# [TASK TO CARRY OUT]
In the essay about living on the mountain, reproduce word for word the stretch from "Once, a friend" through "night. So grateful.".

# [READING PASSAGE]
Lost and Found

November 7th, 2010
Two Months After the Fire

English mapmakers used to place the phrase “Here There Be Dragons” at the edges of their known world. If you sailed past this point, they said, you would end up in the Teeth of the Beast, and never be heard from again…

This morning I woke up early, just as dawn was breaking, and felt restless – like a pressure cooker with no release valve. I paced around, fretting and itchy, wondering what to do with myself. “Low altitude sickness,”  I thought. “I need to get back up the mountain.”

I realized that in the mountains I had a way to let off steam from my busy life – I would go hiking with Nellie, on the trail that went from my kitchen door, up the side of the mountain to the Old Dime Road.   Each evening I would hike up there with her, through the trees and grasses and flowers, hiking quickly, and quietly, the trail winding around, and finally reaching the top. I would take in the quiet, the aloneness, the peace and green of it all.  Nellie would run, wagging wildly, and sniff and roll around and explore the mountainside, and I would simply sit quietly, letting go of the day, of work, of any hurts or frustrations. I would just watch my little dog play, and toss pine cones for her, and take in the view.

And every day, every single day, I would say, out loud, “I LIVE here. Here. In this beautiful place. I am so lucky.” And I would smile, and hike down the mountain with Nellie, back to our warm and cozy home, to make dinner and watch the lights of Boulder come on, and the stars come out, as the day turned to night.

We floated up there, at eight-thousand feet, in our quiet and peaceful ship, like sailors in the clouds. I would watch the lights of town twinkle in the distance, and listen to the deep Whoo-who-who-Whooo of the Great Horned Owls, who hunted at night – our brothers and sisters of the rarified air.

View from My Old Porch

Sometimes at night I’d hear the screech of a mountain lion, or the wild cacophony of nearby coyotes.  And always there was the whisper of the wind in the pines for company.

Once, a friend of mine from Ohio visited Colorado for the first time, and that night she stepped out onto my porch and froze in rapt attention. “What is that SOUND?” she asked. And I got quiet and listened. “I don’t hear anything,” I said. She was quiet and then said “That! What is that?”  I laughed, “Oh, that’s the wind in the pines. You’ve never heard that before?” “No,” she said. “It’s so beautiful.” That night I thought about this and felt so sad for her. Imagine living forty years before you heard that soft, ocean-like whisper of the wind in the pines on a Colorado evening. I was grateful that I heard it every day, and every night. So grateful.

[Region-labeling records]
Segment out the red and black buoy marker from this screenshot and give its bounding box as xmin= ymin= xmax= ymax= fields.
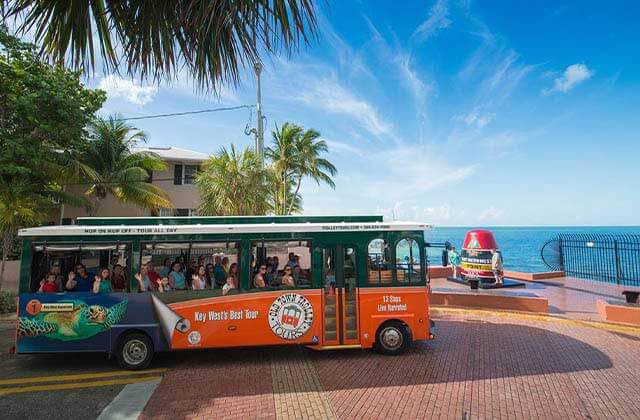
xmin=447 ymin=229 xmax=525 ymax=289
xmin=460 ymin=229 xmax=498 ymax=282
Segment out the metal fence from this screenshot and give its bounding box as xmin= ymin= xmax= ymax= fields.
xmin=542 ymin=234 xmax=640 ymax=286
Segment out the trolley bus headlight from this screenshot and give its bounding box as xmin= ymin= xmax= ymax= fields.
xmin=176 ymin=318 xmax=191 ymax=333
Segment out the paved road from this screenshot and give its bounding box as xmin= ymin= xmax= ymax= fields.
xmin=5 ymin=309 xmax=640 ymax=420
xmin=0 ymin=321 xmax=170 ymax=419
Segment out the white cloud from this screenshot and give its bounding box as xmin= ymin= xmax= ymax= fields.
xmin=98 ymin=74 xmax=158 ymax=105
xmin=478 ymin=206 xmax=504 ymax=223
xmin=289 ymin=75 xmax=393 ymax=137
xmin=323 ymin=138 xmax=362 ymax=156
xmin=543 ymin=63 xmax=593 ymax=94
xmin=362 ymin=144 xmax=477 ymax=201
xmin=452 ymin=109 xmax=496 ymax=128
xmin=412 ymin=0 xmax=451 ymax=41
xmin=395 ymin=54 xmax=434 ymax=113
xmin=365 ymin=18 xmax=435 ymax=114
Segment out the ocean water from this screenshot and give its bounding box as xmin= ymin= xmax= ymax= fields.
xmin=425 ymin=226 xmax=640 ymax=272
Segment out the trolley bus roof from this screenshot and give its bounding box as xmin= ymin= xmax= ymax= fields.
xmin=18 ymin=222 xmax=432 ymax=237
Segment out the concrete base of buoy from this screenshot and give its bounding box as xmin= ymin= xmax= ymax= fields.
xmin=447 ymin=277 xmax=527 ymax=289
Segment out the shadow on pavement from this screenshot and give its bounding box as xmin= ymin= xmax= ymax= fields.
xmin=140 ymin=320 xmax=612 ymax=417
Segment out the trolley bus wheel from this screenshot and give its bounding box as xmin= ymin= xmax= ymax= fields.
==
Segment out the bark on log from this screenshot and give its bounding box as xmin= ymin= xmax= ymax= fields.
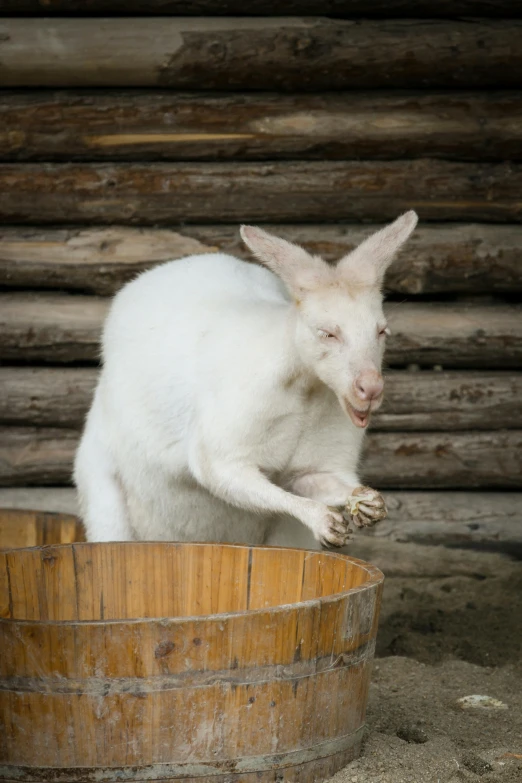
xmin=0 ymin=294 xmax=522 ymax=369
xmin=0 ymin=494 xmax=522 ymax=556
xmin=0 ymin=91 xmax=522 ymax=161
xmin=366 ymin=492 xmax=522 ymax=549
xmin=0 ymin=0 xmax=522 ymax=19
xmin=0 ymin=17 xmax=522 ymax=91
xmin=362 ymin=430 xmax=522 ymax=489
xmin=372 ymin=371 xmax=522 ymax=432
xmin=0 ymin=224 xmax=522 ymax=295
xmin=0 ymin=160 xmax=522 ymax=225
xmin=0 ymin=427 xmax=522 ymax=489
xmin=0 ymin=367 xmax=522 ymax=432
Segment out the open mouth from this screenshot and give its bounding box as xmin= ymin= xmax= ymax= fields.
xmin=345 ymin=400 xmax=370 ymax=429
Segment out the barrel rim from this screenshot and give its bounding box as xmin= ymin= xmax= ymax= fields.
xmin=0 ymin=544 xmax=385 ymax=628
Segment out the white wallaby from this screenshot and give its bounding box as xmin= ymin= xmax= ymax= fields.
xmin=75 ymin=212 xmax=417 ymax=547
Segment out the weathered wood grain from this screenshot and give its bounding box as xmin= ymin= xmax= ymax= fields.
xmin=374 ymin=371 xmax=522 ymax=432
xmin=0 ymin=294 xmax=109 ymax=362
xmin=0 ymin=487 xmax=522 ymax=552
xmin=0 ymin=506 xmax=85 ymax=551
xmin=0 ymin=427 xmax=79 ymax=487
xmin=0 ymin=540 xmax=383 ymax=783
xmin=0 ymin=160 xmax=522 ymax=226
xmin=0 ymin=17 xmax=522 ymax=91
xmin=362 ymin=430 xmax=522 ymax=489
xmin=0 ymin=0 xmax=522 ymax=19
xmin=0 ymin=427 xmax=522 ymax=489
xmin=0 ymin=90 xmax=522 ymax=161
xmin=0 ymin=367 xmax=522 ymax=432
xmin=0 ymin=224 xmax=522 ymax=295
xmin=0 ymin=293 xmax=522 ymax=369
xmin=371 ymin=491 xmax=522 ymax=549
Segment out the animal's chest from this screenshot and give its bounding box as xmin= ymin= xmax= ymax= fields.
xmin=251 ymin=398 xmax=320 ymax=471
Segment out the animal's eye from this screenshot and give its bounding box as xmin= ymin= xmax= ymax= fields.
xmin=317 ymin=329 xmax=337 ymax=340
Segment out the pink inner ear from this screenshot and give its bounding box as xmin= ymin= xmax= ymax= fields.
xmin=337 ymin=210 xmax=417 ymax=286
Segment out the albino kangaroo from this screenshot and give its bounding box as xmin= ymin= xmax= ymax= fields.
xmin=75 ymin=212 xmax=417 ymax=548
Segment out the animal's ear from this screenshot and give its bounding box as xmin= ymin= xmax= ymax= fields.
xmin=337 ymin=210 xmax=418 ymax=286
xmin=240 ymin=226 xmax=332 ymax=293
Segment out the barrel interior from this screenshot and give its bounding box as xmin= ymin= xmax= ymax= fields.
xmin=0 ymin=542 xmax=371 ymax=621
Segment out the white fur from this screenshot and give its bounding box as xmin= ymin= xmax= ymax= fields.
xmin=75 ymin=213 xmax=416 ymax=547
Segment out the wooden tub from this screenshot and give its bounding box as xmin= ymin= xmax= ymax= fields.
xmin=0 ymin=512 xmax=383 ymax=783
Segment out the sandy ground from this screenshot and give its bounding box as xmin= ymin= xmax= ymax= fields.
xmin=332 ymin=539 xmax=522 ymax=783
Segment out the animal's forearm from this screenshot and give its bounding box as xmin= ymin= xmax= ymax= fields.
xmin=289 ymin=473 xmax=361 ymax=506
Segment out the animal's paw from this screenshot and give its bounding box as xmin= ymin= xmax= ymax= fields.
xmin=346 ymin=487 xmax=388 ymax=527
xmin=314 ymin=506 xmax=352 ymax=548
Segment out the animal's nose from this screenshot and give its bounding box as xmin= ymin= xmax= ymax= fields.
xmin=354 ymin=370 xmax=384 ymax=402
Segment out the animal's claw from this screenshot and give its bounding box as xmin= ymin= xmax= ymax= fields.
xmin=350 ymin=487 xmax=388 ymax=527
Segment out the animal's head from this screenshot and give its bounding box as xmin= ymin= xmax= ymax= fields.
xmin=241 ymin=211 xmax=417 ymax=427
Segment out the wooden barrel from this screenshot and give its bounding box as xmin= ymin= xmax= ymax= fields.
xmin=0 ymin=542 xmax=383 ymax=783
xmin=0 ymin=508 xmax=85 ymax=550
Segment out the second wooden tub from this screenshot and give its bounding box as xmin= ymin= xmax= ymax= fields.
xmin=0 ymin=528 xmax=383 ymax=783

# [ANSWER]
Once, a friend of mine from Ohio visited Colorado for the first time, and that night she stepped out onto my porch and froze in rapt attention. “What is that SOUND?” she asked. And I got quiet and listened. “I don’t hear anything,” I said. She was quiet and then said “That! What is that?”  I laughed, “Oh, that’s the wind in the pines. You’ve never heard that before?” “No,” she said. “It’s so beautiful.” That night I thought about this and felt so sad for her. Imagine living forty years before you heard that soft, ocean-like whisper of the wind in the pines on a Colorado evening. I was grateful that I heard it every day, and every night. So grateful.